--- start Entries provided ---

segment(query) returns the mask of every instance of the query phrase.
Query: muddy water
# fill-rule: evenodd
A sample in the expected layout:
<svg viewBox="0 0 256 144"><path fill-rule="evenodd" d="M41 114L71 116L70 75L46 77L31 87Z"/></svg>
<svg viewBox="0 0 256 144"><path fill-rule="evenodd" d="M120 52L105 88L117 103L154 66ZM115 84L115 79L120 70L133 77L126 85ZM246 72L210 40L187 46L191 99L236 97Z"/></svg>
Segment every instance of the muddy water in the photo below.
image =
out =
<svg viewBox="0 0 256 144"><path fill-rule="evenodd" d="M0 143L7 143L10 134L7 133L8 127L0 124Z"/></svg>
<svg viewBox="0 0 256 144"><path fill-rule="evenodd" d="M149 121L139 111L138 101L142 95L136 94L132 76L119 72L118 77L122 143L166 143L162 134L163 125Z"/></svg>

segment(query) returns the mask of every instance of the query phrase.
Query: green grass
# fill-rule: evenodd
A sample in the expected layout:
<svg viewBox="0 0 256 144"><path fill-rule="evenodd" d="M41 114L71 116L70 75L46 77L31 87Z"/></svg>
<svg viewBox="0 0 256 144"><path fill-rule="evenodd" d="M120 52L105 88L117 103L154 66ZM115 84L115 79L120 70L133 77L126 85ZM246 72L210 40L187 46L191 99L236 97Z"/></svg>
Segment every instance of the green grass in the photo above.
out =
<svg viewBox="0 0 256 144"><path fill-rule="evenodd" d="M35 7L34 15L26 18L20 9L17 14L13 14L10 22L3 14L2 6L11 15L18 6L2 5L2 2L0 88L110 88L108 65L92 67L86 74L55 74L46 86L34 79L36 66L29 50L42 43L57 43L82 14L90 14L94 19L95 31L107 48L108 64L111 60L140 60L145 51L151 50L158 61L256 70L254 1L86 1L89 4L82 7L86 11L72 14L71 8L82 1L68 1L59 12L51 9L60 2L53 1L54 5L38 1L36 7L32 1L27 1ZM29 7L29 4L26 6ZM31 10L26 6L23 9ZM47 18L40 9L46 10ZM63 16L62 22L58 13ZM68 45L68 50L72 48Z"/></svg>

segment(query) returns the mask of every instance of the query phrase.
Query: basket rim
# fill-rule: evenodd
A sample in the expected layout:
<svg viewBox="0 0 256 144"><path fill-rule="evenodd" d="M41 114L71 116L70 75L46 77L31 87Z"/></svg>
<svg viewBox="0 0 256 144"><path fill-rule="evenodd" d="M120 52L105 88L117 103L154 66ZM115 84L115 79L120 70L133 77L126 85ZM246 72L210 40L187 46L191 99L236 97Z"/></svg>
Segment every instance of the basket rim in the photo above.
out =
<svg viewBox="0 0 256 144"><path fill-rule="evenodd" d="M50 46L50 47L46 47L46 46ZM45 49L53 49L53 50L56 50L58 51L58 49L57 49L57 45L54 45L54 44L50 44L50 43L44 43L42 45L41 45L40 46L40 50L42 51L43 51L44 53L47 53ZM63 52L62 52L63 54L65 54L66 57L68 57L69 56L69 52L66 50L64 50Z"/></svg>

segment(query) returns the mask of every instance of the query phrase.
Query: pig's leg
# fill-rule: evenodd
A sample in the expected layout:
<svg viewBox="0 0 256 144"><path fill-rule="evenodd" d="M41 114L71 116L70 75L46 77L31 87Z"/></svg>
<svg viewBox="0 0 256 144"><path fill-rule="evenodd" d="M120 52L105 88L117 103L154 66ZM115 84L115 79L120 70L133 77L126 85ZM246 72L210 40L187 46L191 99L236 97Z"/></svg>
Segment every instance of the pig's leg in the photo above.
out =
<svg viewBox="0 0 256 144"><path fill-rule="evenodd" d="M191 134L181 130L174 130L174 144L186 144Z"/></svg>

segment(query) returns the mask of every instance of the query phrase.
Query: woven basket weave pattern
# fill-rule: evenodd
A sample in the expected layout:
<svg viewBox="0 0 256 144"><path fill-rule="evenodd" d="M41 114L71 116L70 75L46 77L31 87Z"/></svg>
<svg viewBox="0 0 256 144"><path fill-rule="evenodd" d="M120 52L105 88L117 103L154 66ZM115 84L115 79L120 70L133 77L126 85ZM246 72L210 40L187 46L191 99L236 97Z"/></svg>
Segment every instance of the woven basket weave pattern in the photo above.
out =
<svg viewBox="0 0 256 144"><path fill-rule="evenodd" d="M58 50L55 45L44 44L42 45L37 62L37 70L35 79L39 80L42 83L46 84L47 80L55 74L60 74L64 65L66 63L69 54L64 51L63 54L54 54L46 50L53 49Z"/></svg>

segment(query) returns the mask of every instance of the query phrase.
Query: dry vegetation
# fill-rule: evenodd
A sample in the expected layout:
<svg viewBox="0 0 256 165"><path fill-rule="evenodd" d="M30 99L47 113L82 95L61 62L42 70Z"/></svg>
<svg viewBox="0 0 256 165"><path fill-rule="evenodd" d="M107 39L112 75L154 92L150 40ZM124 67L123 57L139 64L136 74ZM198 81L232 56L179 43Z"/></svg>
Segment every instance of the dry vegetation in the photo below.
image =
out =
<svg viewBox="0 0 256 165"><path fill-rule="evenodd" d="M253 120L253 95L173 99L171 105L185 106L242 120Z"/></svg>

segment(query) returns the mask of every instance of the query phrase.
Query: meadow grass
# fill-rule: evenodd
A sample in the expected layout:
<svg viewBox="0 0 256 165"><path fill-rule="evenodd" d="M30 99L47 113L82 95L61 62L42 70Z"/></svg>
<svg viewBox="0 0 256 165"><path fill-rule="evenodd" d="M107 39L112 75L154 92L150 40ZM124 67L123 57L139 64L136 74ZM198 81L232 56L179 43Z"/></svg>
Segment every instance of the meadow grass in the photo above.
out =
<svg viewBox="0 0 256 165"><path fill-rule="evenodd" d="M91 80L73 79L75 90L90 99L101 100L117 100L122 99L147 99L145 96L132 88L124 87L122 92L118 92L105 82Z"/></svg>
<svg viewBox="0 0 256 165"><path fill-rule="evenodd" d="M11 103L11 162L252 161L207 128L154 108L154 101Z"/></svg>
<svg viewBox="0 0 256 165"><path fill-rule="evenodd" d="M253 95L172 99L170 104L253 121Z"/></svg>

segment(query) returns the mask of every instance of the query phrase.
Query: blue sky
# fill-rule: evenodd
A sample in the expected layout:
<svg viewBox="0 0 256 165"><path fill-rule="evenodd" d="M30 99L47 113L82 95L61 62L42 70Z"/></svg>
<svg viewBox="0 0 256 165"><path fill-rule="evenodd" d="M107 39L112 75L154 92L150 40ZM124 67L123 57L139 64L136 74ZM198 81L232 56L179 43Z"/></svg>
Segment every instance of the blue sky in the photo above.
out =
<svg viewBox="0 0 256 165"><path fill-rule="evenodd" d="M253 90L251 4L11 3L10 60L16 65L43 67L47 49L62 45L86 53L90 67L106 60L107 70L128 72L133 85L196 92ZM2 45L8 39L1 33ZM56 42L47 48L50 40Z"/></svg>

--- end Entries provided ---

What is expected:
Arrange the lines from the start of the rows through the line containing "7L34 15L26 18L20" as a JSON list of strings, one string per line, with blank lines left out.

Result:
[
  "segment(query) returns the mask of every instance of the query phrase.",
  "Query: muddy water",
  "# fill-rule: evenodd",
  "A sample in the expected layout:",
  "<svg viewBox=\"0 0 256 144\"><path fill-rule=\"evenodd\" d=\"M41 114L71 116L70 75L46 77L31 87Z\"/></svg>",
  "<svg viewBox=\"0 0 256 144\"><path fill-rule=\"evenodd\" d=\"M120 52L105 88L117 103L154 66ZM115 84L115 79L120 70L133 77L126 85ZM246 72L210 40L187 46L191 99L236 97Z\"/></svg>",
  "Segment every instance of the muddy water in the photo below.",
  "image =",
  "out =",
  "<svg viewBox=\"0 0 256 144\"><path fill-rule=\"evenodd\" d=\"M0 143L7 143L10 134L7 133L8 127L0 124Z\"/></svg>",
  "<svg viewBox=\"0 0 256 144\"><path fill-rule=\"evenodd\" d=\"M149 121L139 111L138 101L142 95L136 94L132 76L119 72L118 77L122 143L166 143L162 134L163 125Z\"/></svg>",
  "segment(query) returns the mask of every instance of the query phrase.",
  "Query: green grass",
  "# fill-rule: evenodd",
  "A sample in the expected layout:",
  "<svg viewBox=\"0 0 256 144\"><path fill-rule=\"evenodd\" d=\"M41 114L71 116L70 75L46 77L31 87Z\"/></svg>",
  "<svg viewBox=\"0 0 256 144\"><path fill-rule=\"evenodd\" d=\"M120 52L105 88L117 103L154 66ZM115 84L115 79L120 70L133 77L126 85ZM246 72L210 40L187 46L191 99L236 97Z\"/></svg>",
  "Segment every instance of the green grass in the photo above.",
  "out =",
  "<svg viewBox=\"0 0 256 144\"><path fill-rule=\"evenodd\" d=\"M35 7L34 15L26 18L20 9L17 14L13 14L10 22L3 14L2 6L11 15L18 6L2 5L2 2L0 88L110 88L108 65L92 67L86 74L55 74L46 86L34 79L36 66L29 50L42 43L57 43L82 14L90 14L94 19L95 31L107 48L108 64L111 60L140 60L145 51L151 50L158 61L256 70L254 1L86 1L89 4L82 7L86 11L72 14L71 8L82 1L68 1L59 12L51 9L60 2L53 1L54 5L38 1L36 7L32 1L27 1ZM29 7L29 4L26 6ZM31 10L26 6L23 9ZM47 18L40 9L46 10ZM63 16L62 22L58 13ZM68 45L68 50L72 48Z\"/></svg>"
]